> [Task objective]: A faithful, picture-free copy of the listing below is required.

> [Data listing]:
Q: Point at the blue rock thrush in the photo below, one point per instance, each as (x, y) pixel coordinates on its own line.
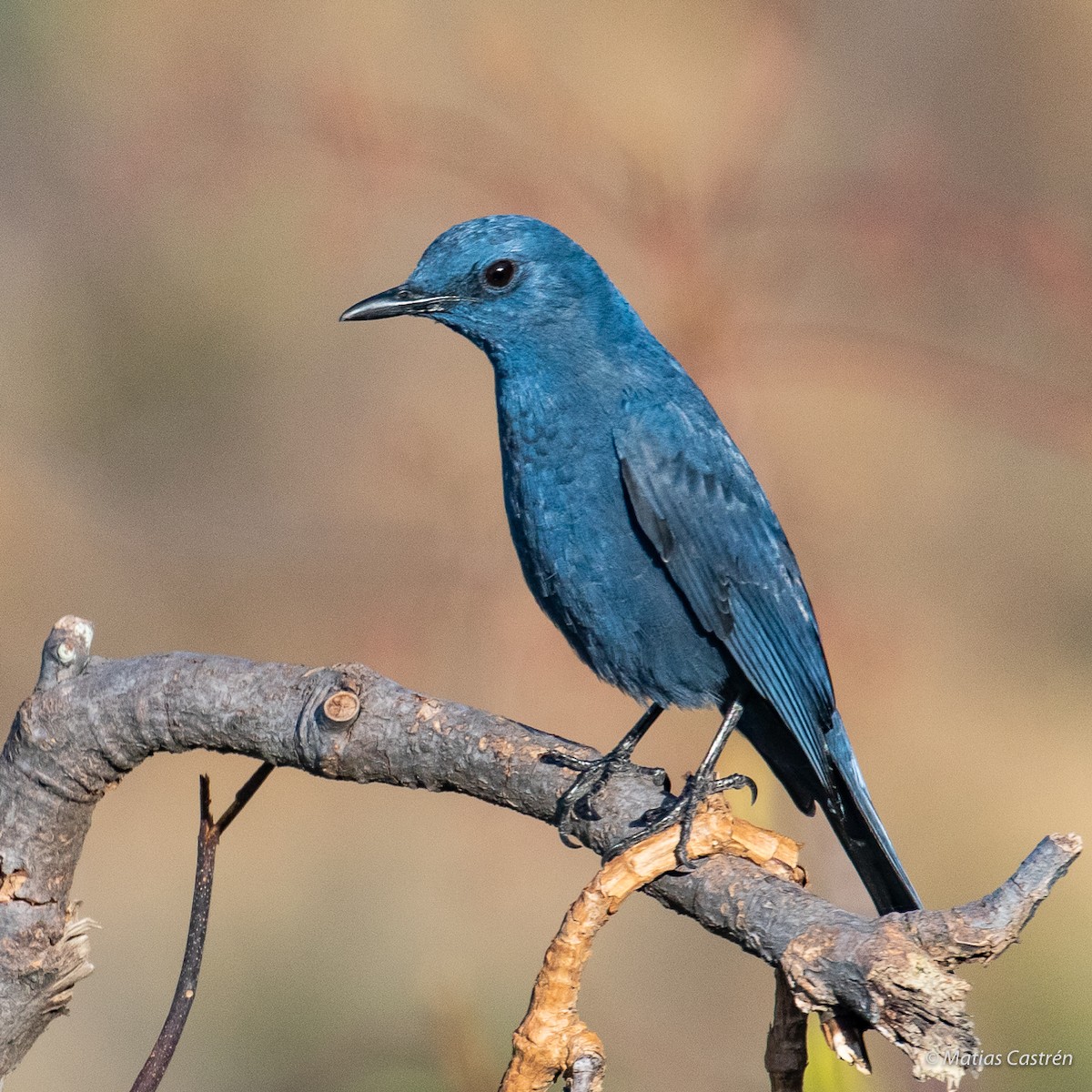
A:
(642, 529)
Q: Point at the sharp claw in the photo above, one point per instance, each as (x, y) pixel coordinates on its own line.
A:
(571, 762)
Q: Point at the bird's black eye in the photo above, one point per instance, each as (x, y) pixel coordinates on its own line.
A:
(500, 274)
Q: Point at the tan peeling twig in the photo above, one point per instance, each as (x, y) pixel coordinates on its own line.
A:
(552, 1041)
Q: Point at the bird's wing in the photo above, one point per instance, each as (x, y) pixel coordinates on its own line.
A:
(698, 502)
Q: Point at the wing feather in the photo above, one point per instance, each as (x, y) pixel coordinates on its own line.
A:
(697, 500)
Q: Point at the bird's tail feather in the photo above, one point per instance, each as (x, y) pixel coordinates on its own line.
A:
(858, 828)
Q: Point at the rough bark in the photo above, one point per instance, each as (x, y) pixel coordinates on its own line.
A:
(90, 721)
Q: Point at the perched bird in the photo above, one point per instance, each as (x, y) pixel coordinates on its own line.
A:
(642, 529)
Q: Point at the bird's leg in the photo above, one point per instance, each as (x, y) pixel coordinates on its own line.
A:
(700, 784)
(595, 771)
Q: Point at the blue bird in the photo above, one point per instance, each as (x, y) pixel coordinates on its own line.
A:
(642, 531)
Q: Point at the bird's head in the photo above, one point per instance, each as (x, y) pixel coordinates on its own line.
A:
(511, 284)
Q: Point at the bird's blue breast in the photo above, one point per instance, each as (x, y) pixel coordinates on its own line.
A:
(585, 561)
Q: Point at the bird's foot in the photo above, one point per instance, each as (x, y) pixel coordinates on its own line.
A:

> [Output]:
Q: Point at the blue rock thrush in the photo below, one point per instance, each as (x, y) pixel coordinates on its own line.
A:
(642, 529)
Q: Point at the sharp claw in the photo above, one point per instance, each as (x, y) pixel coordinates on its own line.
A:
(571, 762)
Q: Point at the bird's black eye in the photo above, one point per instance, each as (x, y) pixel coordinates on its own line.
A:
(500, 274)
Q: Point at the tan peeling twig in the photo above, one point per instance, each as (x, y) pixel coordinates on its own line.
A:
(552, 1041)
Q: Point at the bird's wing in the photo above, one point per instance, each as (x, y) pixel coordinates on its own line.
A:
(698, 502)
Q: Point at the wing feather in the photo above, one point per instance, each as (x, y) pixel coordinates on its own line.
A:
(697, 500)
Q: Point at the bird's tail feather in the photo above, one point per instance, each as (x, y) pixel coordinates on its own line.
A:
(858, 828)
Q: Point at the rough bark in the photo above, one point per instance, each as (x, y) pixel coordinates on its own line.
A:
(90, 721)
Q: Point at the perched bird in the photo above, one point per instance, each as (x, y) pixel coordinates on its own line.
A:
(642, 529)
Q: Point at the bird's leg in the photo above, one point per instance, each as (x, y) pixel coordinates on its own line.
A:
(700, 784)
(595, 771)
Q: Point at the blue bird in the photo above, one point per instance, each as (x, y) pixel coordinates on its own line.
A:
(642, 531)
Q: Point at the bird's head in the photo above, one point per instance, each as (x, y) pixel coordinates on its own line.
A:
(511, 284)
Q: Point at the bird's blue breast in the photo above, one point per instance, each as (x, y) pixel coordinates on its own line.
A:
(585, 561)
Q: Point at the bird's foot in the photo above, one point per instance, each as (x, y) pixel coordinates on its own line.
A:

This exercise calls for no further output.